Supplied text =>
○ ○ ○ ○ ○
Technical information
- Licensing authority: FCC
- Facility ID: 17304
- Class: B
- ERP: 50,000 watts
- HAAT: 150 meters (490 ft)
- Transmitter coordinates: 41°37′50.00″N 87°31′40.00″W﻿ / ﻿41.6305556°N 87.5277778°W

Links
- Public license information: Public file; LMS;
- Webcast: Listen Live
- Website: power92chicago.com

= WPWX =

Urban contemporary radio station in Hammond, Indiana, United States

WPWX (92.3 FM) is an urban contemporary radio station licensed to Hammond, Indiana and serving the Chicago metropolitan area in addition to Northwest Indiana, and is owned by Crawford Broadcasting. The station broadcasts from a transmitter a few hundred feet west of the Illinois/Indiana state line in Burnham, Illinois, with studios on Calumet Avenue in Hammond.

==History==
The station began broadcasting in 1949, and held the call sign WJIZ. The station was owned by South Shore Broadcasting Company. In 1954, the station's call sign was changed to WJOB-FM, and the station simulcast the programming of its sister station WJOB 1230. In 1959, the station was sold to Percy Crawford for $119,000. The station's call sign was changed to WYCA, standing for "Young People's Church of the Air", and the station began airing a Christian format.

The station switched to an urban contemporary format on March 26, 2001, in an attempt to go head to head with the longtime urban radio leader in Chicago, WGCI-FM. The station's call sign was briefly changed to WVJM in April 2001, before being changed to WPWX on May 1, 2001. WPWX currently is the Chicago home to The Rickey Smiley Morning Show, and at one time carried both the Doug Banks Morning Show and The Tom Joyner Morning Show.

==HD Programming==
All Crawford Broadcasting Company radio stations broadcast in digital HD Radio, and all Crawford FMs also broadcast both HD1 & HD2 (digital) audio. Urban Gospel sister station WYCA, known as Rejoice 102.3, is simulcast on WPWX-HD2.
○ ○ ○ ○ ○
Supplied information =>
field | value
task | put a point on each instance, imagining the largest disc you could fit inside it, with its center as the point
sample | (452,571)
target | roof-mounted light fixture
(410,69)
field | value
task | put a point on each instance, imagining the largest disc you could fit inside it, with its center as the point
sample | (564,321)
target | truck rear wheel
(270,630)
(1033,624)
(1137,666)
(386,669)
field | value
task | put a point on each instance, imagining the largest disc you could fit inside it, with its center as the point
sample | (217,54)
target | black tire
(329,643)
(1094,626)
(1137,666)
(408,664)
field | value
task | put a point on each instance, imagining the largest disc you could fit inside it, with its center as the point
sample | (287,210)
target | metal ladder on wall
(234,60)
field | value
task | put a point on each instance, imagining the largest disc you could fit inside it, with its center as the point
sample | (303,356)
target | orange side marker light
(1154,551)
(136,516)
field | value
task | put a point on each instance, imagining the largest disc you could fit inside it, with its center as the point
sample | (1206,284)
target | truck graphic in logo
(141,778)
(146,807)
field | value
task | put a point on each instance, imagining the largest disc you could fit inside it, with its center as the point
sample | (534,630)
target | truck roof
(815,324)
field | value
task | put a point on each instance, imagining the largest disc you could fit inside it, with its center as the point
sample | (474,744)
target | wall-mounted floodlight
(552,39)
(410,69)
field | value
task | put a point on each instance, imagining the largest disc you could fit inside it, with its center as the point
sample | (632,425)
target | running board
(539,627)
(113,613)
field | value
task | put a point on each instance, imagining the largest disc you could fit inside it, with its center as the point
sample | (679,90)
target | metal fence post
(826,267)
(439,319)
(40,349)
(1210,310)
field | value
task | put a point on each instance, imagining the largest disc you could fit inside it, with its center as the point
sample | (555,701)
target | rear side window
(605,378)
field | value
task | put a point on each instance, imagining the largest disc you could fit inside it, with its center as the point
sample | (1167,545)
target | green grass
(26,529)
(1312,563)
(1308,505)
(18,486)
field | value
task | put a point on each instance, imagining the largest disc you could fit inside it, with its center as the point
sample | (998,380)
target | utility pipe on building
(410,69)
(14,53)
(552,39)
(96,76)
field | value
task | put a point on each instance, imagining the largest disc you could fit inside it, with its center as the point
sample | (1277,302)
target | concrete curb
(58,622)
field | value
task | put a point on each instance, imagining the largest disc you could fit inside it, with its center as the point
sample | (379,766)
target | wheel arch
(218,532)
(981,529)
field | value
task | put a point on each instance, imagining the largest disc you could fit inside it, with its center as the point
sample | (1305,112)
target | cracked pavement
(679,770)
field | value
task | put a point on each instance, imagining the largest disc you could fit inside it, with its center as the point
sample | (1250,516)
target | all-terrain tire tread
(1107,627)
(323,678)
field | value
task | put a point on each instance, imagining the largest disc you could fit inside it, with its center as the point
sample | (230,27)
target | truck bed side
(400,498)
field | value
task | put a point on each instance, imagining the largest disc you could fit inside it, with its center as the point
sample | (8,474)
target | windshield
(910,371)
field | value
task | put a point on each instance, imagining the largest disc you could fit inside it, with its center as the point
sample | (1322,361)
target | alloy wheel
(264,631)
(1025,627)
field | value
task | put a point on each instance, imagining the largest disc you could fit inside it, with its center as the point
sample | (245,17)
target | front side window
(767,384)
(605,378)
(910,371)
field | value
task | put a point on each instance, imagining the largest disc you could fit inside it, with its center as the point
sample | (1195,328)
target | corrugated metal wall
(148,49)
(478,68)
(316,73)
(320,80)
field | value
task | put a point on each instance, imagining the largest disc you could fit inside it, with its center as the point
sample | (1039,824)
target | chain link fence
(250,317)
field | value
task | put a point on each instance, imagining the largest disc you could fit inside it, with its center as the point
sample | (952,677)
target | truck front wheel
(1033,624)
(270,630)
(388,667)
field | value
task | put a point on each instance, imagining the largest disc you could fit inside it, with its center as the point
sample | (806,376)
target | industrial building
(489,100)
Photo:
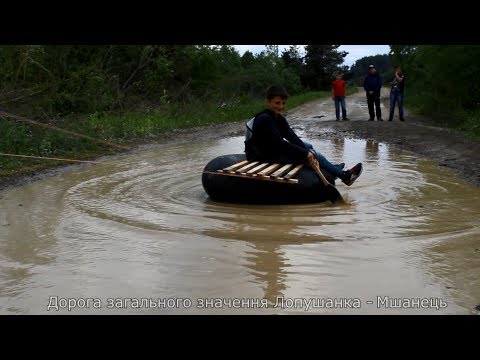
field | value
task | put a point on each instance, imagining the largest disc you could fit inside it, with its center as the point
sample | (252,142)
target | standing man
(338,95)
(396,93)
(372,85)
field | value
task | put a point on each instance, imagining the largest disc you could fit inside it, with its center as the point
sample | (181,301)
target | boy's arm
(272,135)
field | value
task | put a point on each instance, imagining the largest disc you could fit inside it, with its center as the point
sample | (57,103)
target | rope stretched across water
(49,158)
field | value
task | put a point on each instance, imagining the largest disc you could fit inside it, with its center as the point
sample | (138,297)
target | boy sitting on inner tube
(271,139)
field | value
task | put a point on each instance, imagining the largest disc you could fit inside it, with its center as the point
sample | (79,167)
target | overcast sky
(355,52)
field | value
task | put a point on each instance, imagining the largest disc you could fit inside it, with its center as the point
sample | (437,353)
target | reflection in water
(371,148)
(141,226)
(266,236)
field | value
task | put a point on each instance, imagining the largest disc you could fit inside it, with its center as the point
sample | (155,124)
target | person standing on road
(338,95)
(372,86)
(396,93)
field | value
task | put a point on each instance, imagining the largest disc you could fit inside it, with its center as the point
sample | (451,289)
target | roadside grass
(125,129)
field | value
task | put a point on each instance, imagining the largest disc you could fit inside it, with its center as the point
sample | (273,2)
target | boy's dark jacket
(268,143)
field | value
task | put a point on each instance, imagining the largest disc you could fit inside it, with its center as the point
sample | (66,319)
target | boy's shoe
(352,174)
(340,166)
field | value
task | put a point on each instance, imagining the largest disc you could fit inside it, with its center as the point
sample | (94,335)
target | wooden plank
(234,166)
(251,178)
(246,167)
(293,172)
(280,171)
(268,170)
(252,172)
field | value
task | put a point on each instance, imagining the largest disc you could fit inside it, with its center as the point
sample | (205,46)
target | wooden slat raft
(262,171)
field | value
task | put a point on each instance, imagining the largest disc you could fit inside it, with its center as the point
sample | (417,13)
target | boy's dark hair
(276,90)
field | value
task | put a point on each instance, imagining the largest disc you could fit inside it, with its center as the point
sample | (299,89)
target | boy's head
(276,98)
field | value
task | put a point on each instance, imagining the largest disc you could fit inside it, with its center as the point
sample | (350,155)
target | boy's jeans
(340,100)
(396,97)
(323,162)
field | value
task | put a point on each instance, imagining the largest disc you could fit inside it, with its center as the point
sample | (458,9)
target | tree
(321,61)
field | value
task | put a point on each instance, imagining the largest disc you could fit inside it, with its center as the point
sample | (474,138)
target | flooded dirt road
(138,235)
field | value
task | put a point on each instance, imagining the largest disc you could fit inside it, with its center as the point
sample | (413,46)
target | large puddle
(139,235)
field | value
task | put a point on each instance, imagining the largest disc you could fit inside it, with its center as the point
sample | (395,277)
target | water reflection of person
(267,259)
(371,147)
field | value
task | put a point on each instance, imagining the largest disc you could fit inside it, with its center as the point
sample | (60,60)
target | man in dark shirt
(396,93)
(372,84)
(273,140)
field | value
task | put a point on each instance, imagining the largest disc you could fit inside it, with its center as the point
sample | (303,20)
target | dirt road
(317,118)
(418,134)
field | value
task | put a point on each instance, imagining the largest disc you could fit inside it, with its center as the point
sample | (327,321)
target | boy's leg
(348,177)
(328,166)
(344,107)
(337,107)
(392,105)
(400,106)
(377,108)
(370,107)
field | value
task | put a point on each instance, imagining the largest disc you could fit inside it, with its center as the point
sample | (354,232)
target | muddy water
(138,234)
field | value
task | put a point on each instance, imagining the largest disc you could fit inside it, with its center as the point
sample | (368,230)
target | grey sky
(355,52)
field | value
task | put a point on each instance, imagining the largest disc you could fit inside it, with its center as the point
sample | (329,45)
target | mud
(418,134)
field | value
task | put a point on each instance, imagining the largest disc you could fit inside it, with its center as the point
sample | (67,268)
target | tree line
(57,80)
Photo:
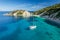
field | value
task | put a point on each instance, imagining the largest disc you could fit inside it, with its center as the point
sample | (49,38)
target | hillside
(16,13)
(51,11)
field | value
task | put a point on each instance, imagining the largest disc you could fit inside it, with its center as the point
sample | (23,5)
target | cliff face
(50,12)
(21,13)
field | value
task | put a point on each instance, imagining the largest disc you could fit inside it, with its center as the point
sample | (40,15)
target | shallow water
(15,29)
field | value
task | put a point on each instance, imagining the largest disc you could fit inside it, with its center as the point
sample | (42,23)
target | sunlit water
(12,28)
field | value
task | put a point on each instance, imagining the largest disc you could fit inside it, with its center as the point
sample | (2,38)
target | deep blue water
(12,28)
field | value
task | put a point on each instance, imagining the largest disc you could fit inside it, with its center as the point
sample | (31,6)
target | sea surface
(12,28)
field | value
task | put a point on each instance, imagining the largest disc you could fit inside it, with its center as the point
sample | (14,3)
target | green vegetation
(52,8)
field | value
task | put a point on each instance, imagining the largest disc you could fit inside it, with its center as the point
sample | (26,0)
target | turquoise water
○ ○ ○ ○ ○
Task directions =>
Rewrite the paragraph of the WPWX article that begins "The station began broadcasting in 1949" as a short list, keeping its main facts. The records are separate from the WPWX article and unrelated to it.

Task result =>
- 1949: Began broadcasting as WJIZ, owned by South Shore Broadcasting Company.
- 1954: Call sign changed to WJOB-FM, simulcasting sister station WJOB 1230.
- 1959: Sold to Percy Crawford for $119,000, renamed WYCA ("Young People's Church of the Air") and switched to a Christian format.